- EXERCISE: Can you rewrite these records as a JSON list of strings, one string per line, with blank lines dropped? Start at the line containing "pattern</item>, that would be most appreciated." and continue through the end of the records.

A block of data
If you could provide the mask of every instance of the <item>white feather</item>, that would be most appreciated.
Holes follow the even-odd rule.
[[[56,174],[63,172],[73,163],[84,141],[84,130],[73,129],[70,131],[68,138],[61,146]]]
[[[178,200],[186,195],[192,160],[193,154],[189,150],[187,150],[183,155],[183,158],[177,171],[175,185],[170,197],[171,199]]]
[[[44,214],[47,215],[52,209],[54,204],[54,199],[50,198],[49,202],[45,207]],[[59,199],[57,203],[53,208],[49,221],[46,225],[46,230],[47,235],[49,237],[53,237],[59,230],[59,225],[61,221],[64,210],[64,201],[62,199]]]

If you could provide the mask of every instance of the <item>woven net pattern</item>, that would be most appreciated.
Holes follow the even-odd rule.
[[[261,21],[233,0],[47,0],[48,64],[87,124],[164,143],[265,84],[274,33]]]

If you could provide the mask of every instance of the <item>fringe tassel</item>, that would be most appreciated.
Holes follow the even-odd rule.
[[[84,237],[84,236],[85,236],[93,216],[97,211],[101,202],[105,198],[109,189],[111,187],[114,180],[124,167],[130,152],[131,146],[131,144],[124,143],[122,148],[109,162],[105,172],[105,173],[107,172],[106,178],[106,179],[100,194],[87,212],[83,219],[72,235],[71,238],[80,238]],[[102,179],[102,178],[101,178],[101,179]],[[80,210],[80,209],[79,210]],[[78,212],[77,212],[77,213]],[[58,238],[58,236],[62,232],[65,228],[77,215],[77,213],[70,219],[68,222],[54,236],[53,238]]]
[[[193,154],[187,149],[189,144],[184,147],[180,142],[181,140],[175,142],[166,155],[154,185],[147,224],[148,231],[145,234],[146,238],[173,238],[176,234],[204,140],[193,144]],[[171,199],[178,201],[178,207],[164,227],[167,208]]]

- SOLUTION TO THIS TASK:
[
  "If you could provide the mask of every instance of the <item>woven net pattern</item>, that would be most appreciated.",
  "Holes follow the even-odd rule.",
  "[[[261,21],[233,0],[47,0],[48,64],[87,124],[164,143],[265,84],[274,33]]]",
  "If you could provide the mask of every instance of the <item>fringe tassel</item>, that would be most appreciated.",
  "Holes follow the even-odd rule.",
  "[[[84,237],[84,236],[85,236],[93,216],[97,211],[101,202],[105,198],[109,189],[111,187],[114,180],[124,167],[130,152],[131,146],[131,144],[124,143],[122,148],[109,162],[105,172],[105,173],[107,172],[106,178],[106,179],[100,194],[87,212],[83,219],[72,235],[71,238],[80,238]],[[102,179],[102,178],[101,178],[101,179]],[[80,210],[80,209],[79,210]],[[78,212],[77,212],[77,213]],[[58,238],[58,236],[62,232],[65,228],[77,215],[77,213],[70,219],[68,222],[54,236],[53,238]]]",
  "[[[193,154],[187,149],[189,144],[184,147],[180,142],[181,140],[175,142],[166,155],[154,185],[147,224],[148,231],[145,234],[146,238],[173,238],[176,234],[204,140],[193,144]],[[171,199],[178,201],[178,207],[164,227],[167,208]]]"
]